Computers do what you say, not what you mean. If I write a function and name it quickSort, that's no guarantee that the function is a correctly implemented sorting algorithm. If I write a function called beNiceToHumans, that's no guarantee that the function is a correct implementation of being nice to humans.

It's relatively easy to formally describe what it means for a list to be sorted, and prove that a particular algorithm always sorts a list correctly. But it's next to impossible to formally describe what it means to be nice to humans, and proving the correctness of an algorithm that did this is also extremely difficult.

These considerations start to look really important if we're talking about an AI that's (a) significantly smarter than humans and (b) has some degree of autonomy (can creatively work to achieve goals, can modify its own code, has access to the Internet). And as soon as the knowledge of how to achieve (a) is widely available, some idiot will inevitably try adding (b).

Note: Elon Musk and Sam Altman apparently think spreading (a) to everyone is a good way to mitigate the problem I describe. This doesn't make sense to me. You can read my objections in detail here: https://news.ycombinator.com/item?id=10721621 There's another critique of their approach here: http://slatestarcodex.com/2015/12/17/should-ai-be-open/

If you're interested to learn more, here's a good essay series on the topic of AI: http://waitbutwhy.com/2015/01/artificial-intelligence-revolu...
···
▶ **INSTRUCTION 1**: List the examples of autonomy that the comment gives in parentheses.
The comment and the listing that follows it come from unrelated sources.

▶ **Records**:
···
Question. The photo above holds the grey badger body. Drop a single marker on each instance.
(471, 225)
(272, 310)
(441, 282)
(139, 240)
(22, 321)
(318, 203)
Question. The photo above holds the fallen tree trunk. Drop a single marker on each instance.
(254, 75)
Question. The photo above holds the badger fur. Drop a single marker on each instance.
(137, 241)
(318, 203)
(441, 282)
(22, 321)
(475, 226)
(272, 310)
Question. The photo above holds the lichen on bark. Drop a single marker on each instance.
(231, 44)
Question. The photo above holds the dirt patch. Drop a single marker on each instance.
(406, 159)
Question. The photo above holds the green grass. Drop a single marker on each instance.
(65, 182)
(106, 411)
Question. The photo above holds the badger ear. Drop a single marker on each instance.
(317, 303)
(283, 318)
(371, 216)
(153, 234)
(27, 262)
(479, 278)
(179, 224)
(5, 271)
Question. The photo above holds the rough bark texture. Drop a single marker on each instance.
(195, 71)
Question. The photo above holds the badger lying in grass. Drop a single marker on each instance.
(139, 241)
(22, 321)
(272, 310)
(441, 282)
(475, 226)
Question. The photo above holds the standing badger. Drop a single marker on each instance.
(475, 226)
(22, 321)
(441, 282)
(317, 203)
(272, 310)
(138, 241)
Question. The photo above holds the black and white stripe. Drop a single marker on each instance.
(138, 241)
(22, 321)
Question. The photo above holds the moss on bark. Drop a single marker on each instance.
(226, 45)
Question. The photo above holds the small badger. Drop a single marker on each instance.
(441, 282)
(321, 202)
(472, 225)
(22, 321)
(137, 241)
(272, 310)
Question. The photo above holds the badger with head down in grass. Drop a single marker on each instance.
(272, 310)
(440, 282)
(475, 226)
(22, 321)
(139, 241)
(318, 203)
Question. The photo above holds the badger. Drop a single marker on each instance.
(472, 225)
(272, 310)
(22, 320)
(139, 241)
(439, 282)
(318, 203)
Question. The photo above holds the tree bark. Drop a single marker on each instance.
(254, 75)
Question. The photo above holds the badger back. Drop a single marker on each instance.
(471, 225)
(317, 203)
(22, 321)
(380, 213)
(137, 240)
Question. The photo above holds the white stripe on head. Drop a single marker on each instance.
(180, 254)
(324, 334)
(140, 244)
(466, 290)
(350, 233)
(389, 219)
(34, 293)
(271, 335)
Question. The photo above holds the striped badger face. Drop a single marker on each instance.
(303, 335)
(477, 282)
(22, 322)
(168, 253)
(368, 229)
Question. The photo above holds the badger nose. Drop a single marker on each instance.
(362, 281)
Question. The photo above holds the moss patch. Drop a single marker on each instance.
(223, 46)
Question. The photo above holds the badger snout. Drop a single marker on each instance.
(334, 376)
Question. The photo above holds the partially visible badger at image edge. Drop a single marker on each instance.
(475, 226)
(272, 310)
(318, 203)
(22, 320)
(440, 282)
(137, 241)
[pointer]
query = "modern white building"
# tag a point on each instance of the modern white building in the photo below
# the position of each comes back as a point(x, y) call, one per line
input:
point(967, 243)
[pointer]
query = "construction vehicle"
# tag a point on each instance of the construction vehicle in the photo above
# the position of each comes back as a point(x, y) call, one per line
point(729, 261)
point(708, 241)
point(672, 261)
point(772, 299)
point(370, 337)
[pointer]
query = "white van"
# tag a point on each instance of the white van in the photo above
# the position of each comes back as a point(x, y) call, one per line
···
▶ **INSTRUCTION 2**: Transcribe the lines of the listing, starting with the line that contains "Question. The photo above holds the badger." and going on through the last line of the listing.

▶ **FULL ANSWER 1**:
- can creatively work to achieve goals
- can modify its own code
- has access to the Internet

▶ **FULL ANSWER 2**:
Question. The photo above holds the badger. Drop a single marker on each instance.
(472, 225)
(272, 310)
(22, 320)
(139, 241)
(439, 282)
(318, 203)
Question. The photo above holds the tree bark. Drop a single marker on each instance.
(254, 75)
Question. The photo above holds the badger back. Drop a single marker on each instance.
(471, 225)
(317, 203)
(22, 321)
(380, 213)
(137, 240)
Question. The photo above holds the white stripe on head. Drop a single marker on each instance.
(180, 254)
(324, 334)
(140, 244)
(466, 290)
(350, 233)
(389, 219)
(34, 293)
(271, 335)
Question. The photo above holds the striped badger face. Drop a single marker on each instance.
(303, 335)
(477, 282)
(22, 322)
(168, 253)
(368, 229)
Question. The photo above holds the badger nose. Drop a single marker on each instance.
(362, 281)
Question. The photo above holds the moss patch. Drop a single marker on each instance.
(223, 46)
Question. The photo above holds the badger snout. Drop a single marker on each instance.
(334, 376)
Question. The photo above holds the partially visible badger at image edge. Drop a single marker on each instance.
(475, 226)
(272, 310)
(318, 203)
(22, 320)
(440, 282)
(137, 241)
[pointer]
query = "modern white building"
# tag a point on each instance of the modern white building in the photo below
# the position of each comes back as a point(x, y) call, one per line
input:
point(967, 243)
[pointer]
query = "construction vehicle"
# tag a point on each instance of the construction vehicle in the photo above
# the position of each comes back as a point(x, y) call, one per line
point(729, 261)
point(708, 241)
point(672, 261)
point(772, 299)
point(370, 337)
[pointer]
query = "white van"
# tag a point on each instance of the white van in the photo above
# the position of each comes back as a point(x, y) call, one per line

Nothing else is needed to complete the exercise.